INSTRUCTIONS FOR THE TASK: Please edit the data below so that "dressing table" becomes "vanity table" everywhere it occurs, keeping all other text unchanged.

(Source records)
>> BEGIN
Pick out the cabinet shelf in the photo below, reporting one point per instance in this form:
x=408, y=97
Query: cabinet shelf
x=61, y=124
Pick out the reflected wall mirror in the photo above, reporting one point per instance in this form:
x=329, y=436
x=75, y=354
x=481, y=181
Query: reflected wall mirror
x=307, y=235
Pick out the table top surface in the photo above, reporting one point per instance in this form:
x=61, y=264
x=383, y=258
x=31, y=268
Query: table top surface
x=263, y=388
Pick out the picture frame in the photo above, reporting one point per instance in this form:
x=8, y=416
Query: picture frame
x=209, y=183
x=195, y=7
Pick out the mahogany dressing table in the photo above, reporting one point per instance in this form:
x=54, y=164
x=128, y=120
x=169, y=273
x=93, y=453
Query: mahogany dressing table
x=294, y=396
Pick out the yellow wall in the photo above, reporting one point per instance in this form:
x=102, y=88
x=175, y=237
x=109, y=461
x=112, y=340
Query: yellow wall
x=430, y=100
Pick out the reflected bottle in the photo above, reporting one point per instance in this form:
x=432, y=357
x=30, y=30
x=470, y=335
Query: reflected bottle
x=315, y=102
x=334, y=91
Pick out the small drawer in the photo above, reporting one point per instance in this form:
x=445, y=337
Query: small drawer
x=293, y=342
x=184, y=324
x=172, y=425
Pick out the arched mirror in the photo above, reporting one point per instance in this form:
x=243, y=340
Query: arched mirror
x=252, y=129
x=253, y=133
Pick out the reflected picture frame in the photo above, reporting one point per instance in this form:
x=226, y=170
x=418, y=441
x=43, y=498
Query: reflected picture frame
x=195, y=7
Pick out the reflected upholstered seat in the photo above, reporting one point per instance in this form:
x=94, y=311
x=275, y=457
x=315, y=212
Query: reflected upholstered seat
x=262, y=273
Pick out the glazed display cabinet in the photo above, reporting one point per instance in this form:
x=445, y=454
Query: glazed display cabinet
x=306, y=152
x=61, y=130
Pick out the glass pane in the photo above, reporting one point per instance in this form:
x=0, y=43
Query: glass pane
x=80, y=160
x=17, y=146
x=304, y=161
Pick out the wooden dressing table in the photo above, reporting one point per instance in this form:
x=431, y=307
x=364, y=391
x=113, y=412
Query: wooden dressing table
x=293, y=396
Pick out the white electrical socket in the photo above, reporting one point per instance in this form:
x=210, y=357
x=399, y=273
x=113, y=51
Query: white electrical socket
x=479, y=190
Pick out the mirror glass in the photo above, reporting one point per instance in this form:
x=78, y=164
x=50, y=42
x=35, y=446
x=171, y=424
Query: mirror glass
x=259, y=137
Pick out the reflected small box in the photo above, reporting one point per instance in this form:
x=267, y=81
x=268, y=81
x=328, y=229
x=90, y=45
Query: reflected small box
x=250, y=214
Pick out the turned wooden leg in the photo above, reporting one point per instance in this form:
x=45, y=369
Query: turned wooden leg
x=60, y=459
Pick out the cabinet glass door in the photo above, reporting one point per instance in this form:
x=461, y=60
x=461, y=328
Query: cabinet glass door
>> END
FINAL ANSWER:
Pick out the cabinet shelf in the photo below, reporting one point per instance in this form:
x=408, y=97
Query: cabinet shelf
x=61, y=124
Pick out the reflected wall mirror in the photo above, reporting one point per instance in this form:
x=329, y=436
x=75, y=354
x=481, y=181
Query: reflected wall mirror
x=307, y=235
Pick out the table top surface in the photo above, reporting one point per instance in this form:
x=61, y=264
x=383, y=258
x=31, y=268
Query: table top surface
x=263, y=388
Pick out the picture frame in the photo above, reporting one point per instance in this form:
x=8, y=416
Query: picture frame
x=209, y=183
x=195, y=7
Pick out the mahogany vanity table in the photo above, reporting one point per instance in this form:
x=54, y=164
x=128, y=120
x=169, y=273
x=93, y=453
Query: mahogany vanity table
x=294, y=396
Pick out the yellow wall in the photo above, reporting one point per instance in this form:
x=102, y=88
x=175, y=237
x=109, y=461
x=112, y=340
Query: yellow wall
x=430, y=100
Pick out the reflected bottle in the photo above, reporting one point per instance in this form:
x=432, y=357
x=30, y=30
x=470, y=335
Query: reflected bottle
x=315, y=102
x=334, y=91
Pick out the small drawer in the photo above, reporting one point per instance in this form:
x=445, y=337
Query: small drawer
x=293, y=342
x=184, y=324
x=172, y=425
Pick out the arched mirror in the photo above, reporting one point per instance in this form:
x=243, y=340
Query: arched mirror
x=252, y=129
x=253, y=133
Pick out the reflected picture frame in the photo above, reporting one point per instance in this form:
x=226, y=170
x=418, y=441
x=43, y=498
Query: reflected picture frame
x=195, y=7
Pick out the reflected upholstered seat in the photo above, reporting one point per instance in this form:
x=94, y=311
x=275, y=457
x=315, y=212
Query: reflected upholstered seat
x=262, y=273
Pick out the glazed display cabinet in the photo above, reporting one point per instance in this form:
x=445, y=454
Query: glazed display cabinet
x=306, y=152
x=61, y=130
Pick out the glass pane in the photo above, reporting one point per instance in this form:
x=0, y=43
Query: glass pane
x=80, y=160
x=17, y=146
x=304, y=161
Pick out the wooden vanity table in the photo above, reporting one point per instance in this form:
x=431, y=307
x=364, y=391
x=113, y=412
Query: wooden vanity table
x=293, y=396
Pick out the white electrical socket in the photo above, reporting one point per instance in this form:
x=210, y=357
x=399, y=273
x=113, y=51
Query: white electrical socket
x=479, y=190
Pick out the mirror glass in the photo above, reporting one point per instance in this form:
x=78, y=164
x=50, y=42
x=35, y=446
x=171, y=424
Query: mirror glass
x=259, y=137
Pick out the reflected small box in the photo above, reporting one point per instance in this form:
x=267, y=81
x=268, y=81
x=328, y=229
x=90, y=45
Query: reflected small box
x=250, y=214
Pick out the turned wooden leg in the photo above, reporting one point per instance in this form:
x=45, y=369
Query: turned wooden leg
x=60, y=459
Pick out the cabinet glass door in the photo above, reporting one point per instance in this form:
x=461, y=60
x=461, y=328
Query: cabinet glass door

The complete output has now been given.